▶ **Records for the exercise**
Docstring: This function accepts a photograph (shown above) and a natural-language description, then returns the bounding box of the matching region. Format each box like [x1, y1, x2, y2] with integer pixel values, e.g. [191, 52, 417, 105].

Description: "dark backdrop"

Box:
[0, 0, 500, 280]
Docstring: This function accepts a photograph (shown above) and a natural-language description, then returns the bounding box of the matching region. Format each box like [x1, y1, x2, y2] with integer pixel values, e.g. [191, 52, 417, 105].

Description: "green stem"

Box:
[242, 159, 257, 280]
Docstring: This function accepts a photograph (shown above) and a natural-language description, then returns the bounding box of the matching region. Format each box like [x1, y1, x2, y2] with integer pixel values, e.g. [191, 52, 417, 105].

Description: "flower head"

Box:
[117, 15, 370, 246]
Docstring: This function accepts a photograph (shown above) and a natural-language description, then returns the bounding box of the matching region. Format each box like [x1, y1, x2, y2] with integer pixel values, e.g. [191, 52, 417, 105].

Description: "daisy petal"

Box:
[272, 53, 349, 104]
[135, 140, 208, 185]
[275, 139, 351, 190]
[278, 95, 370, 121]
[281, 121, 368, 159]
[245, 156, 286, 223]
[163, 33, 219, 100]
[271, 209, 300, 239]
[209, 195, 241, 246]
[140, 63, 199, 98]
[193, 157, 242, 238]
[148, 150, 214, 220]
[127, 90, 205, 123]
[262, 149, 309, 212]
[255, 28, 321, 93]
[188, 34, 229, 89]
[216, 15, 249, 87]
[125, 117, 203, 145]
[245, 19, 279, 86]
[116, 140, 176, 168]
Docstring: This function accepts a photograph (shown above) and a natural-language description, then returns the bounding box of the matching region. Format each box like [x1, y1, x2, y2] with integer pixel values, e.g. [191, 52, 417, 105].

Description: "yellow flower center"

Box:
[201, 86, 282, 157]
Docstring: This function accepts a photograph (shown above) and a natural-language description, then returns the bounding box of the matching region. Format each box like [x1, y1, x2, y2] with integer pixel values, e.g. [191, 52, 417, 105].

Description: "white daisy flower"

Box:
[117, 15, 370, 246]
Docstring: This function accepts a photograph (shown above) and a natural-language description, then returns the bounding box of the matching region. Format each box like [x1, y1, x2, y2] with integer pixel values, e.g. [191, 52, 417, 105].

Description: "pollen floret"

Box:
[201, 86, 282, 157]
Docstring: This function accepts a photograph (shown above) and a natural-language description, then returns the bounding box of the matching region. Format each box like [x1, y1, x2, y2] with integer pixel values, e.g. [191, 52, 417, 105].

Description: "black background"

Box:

▶ **Instructions to follow**
Find every line in the material above that contains the word "daisy" and copy each of those lines out in full.

▶ **Solution below**
Description: "daisy petal"
Description: "white daisy flower"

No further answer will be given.